(What is expected)
Every record should be written out exactly, with the pictures left out.

__________

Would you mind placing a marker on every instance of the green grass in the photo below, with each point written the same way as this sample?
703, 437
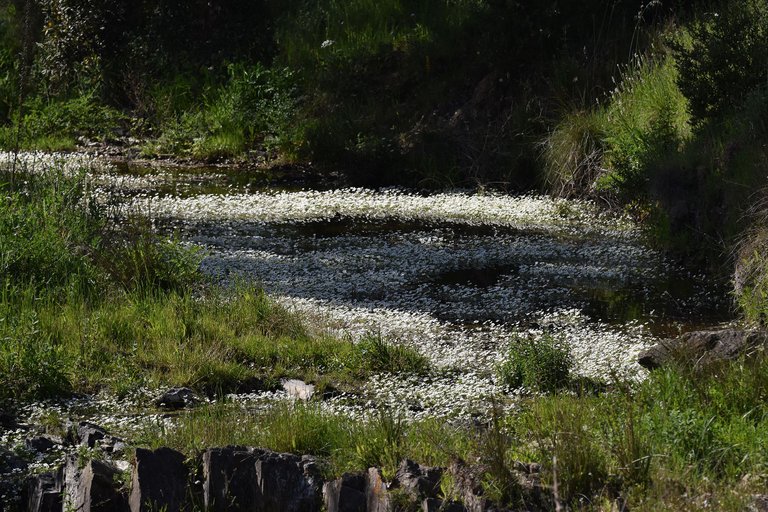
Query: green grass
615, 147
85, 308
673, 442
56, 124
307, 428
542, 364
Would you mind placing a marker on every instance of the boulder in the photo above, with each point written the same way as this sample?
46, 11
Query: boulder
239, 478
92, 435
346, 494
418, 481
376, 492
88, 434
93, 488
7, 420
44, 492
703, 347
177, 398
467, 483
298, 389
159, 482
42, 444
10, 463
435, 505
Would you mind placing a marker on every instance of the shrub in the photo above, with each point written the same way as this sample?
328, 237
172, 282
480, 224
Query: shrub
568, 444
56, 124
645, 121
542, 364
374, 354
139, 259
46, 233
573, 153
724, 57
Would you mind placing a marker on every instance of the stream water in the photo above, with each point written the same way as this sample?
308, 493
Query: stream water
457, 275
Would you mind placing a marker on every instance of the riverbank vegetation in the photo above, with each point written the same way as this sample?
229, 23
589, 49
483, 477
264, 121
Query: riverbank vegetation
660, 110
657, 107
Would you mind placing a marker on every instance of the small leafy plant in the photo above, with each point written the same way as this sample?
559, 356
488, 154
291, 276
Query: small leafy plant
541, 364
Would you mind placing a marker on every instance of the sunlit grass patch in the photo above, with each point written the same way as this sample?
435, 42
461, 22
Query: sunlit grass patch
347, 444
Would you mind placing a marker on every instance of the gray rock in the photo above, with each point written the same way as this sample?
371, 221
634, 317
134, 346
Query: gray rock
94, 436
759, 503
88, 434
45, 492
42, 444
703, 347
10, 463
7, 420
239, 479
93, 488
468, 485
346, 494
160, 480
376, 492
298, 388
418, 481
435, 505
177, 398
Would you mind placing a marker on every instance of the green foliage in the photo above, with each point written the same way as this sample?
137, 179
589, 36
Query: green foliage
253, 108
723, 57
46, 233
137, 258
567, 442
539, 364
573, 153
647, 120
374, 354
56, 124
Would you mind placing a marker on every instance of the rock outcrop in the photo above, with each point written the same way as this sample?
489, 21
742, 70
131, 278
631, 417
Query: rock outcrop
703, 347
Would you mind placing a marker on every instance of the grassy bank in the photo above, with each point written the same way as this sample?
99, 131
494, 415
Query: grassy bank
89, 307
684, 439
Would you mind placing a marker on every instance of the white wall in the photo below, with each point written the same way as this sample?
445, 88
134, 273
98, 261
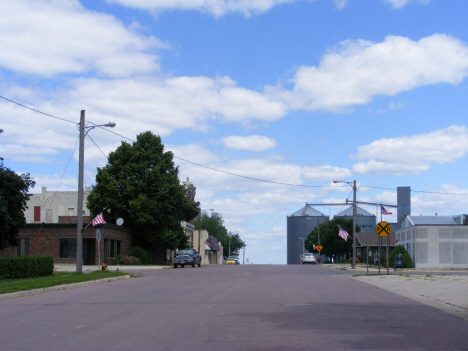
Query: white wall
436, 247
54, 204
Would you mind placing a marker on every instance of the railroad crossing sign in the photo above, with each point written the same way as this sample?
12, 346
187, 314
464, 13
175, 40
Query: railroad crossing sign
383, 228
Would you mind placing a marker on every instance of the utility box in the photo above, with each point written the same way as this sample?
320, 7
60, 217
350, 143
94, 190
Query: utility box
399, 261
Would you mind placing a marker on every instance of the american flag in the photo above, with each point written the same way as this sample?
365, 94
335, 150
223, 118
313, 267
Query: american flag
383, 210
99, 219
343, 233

__________

(Task solution)
Would you mind placing a marker on every instance of the green grass in the photo below, with each point written the same way as this sample?
703, 437
Query: green grass
615, 147
85, 308
673, 442
56, 124
307, 428
542, 364
Would you mind placing a marker on every instance of the boulder in the photo above, with each point written the same way as this sample?
46, 11
Query: boulder
239, 478
92, 435
346, 494
418, 481
376, 492
88, 434
93, 488
7, 420
44, 492
703, 347
177, 398
467, 483
298, 389
159, 482
42, 444
10, 463
435, 505
Would you mind placing a marker on every instance of the shrub in the photo above, with each point written the same way as this sample?
328, 237
172, 282
480, 224
Query: shrub
568, 444
56, 124
645, 121
542, 364
374, 354
139, 259
46, 233
573, 153
724, 57
Would you mind placing a marker on every instance of the stream water in the photo above, with each point written the same way as this sample?
308, 493
Query: stream water
457, 275
Would you mind placing a marker on every instance of the riverbank vegetation in the photo above, with each point written the same way as this sample?
229, 23
589, 49
483, 477
264, 121
Query: riverbank vegetation
660, 110
657, 107
Would you mind placing a marker on every instance of the small leafy plant in the photo above, with each point written the same way as this sample?
559, 356
488, 154
291, 276
Query: small leafy plant
541, 364
Would you mind placing a marker on every instance of the sunlit grass patch in the photo above, with each point written the same way as this sample?
435, 42
461, 22
Query: sunlit grass patch
347, 444
Would you mind placing a marker on every instance of the gray rock in the photo above, with each point written the same way as this sample?
371, 221
634, 317
134, 346
Query: gray rock
94, 436
759, 503
88, 434
45, 492
42, 444
703, 347
10, 463
7, 420
239, 479
93, 488
468, 485
346, 494
160, 480
376, 492
298, 388
418, 481
435, 505
177, 398
Would you mind placing a marker on every instance of the green foliage in the photo above, with each point written the same way as this sample?
137, 179
589, 36
Query: green foliage
253, 108
723, 57
46, 233
137, 258
567, 442
539, 364
573, 153
647, 120
374, 354
56, 124
Would you mind placing a marker on every instance of the rock outcrop in the photo above, with each point written the same way as this sample?
489, 21
742, 70
131, 278
631, 417
Query: rock outcrop
703, 347
Would you mind placing a marker on every instance of the grassy bank in the photo above, with each point written the same way as this sample?
99, 131
494, 415
Query: grassy bank
89, 307
684, 439
Would you mind placing a marker on every instance of the white wall in the photo below, with each point written the same way as this sample?
445, 88
134, 273
98, 261
Query: white wall
436, 247
54, 204
Would you mind placing a marker on every instance of the railroad crossing sign in the photo above, with each point written the same way as this sample?
12, 346
187, 314
464, 13
175, 40
Query: railroad crossing sign
383, 228
Would you mind placing a marker on every instance of the utility box in the photo above, with each point written the same way as this sample?
320, 7
60, 217
350, 143
94, 190
Query: utility box
399, 261
Would you mind placing a marker on every instance of the american flag in the photo above, with each point written the same way as this sample?
365, 94
335, 150
223, 118
313, 267
Query: american flag
383, 210
99, 219
343, 233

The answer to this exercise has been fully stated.